* TASK BRIEF
Please reproduce the following records exactly, with nothing omitted.

==== SUPPLIED DATA ====

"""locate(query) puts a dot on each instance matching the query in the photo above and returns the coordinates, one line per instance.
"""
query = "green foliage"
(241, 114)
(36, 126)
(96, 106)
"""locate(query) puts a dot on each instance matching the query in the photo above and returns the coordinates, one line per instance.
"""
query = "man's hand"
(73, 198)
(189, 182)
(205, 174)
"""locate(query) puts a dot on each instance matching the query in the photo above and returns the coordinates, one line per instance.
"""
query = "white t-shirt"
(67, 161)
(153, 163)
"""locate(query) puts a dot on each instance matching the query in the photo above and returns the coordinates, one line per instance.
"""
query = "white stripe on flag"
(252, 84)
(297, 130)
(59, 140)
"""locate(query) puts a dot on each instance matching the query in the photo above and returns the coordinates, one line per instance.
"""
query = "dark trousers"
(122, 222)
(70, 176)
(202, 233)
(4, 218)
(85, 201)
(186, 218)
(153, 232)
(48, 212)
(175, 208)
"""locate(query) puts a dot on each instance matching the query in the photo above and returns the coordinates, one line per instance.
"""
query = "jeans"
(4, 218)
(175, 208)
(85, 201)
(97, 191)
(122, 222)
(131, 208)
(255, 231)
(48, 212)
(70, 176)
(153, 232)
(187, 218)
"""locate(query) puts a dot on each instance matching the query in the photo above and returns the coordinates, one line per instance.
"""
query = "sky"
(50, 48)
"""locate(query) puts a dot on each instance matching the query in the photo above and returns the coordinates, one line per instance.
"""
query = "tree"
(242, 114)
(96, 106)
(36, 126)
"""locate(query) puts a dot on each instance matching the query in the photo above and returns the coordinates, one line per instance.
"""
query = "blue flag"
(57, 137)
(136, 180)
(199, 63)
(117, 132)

====

* FINISHED TASK
"""locate(query) puts a dot on each instance matching the query in the photo above and returns the coordinates, one line per instance.
"""
query = "green foliage"
(241, 114)
(36, 126)
(96, 106)
"""locate(query) puts a dot on each instance matching the query in the photo above and returns the coordinates, one line per instance.
"""
query = "man's hand"
(73, 198)
(189, 182)
(205, 174)
"""locate(query) puts a dot on each instance matching the query in the photo above and returns the coordinates, one line per instance.
"""
query = "white t-shirt"
(67, 161)
(153, 163)
"""locate(query) puts a dot on each instance matching the query in the photo above and returns the coordinates, one line per instance.
"""
query = "white stripe on flag"
(252, 84)
(297, 130)
(59, 140)
"""locate(query) puts a dot on each instance matching the query in the photo above and returns the coordinates, one line per instance.
"""
query = "dark trousers"
(122, 222)
(70, 176)
(202, 233)
(4, 218)
(85, 201)
(186, 218)
(153, 232)
(48, 212)
(175, 208)
"""locate(query) puts a dot on each instance matching the query in the photo above and returns the coordinates, one line per instance.
"""
query = "jeans"
(4, 218)
(175, 208)
(85, 201)
(97, 191)
(122, 222)
(131, 208)
(255, 231)
(48, 212)
(70, 176)
(153, 232)
(187, 218)
"""locate(query) puts a dot on each instance matching the query in the photo above and returns the coordinates, one line per instance.
"""
query = "sky"
(50, 48)
"""locate(query) puts a dot on each instance matching the query in the photo above and returns the coordinates, one line per instance.
"""
query = "tree"
(242, 114)
(96, 106)
(36, 126)
"""locate(query) puts a dot on each instance matching the query in the photo above and returns the coordinates, one line per instance.
"""
query = "blue flag"
(57, 137)
(136, 180)
(199, 63)
(117, 132)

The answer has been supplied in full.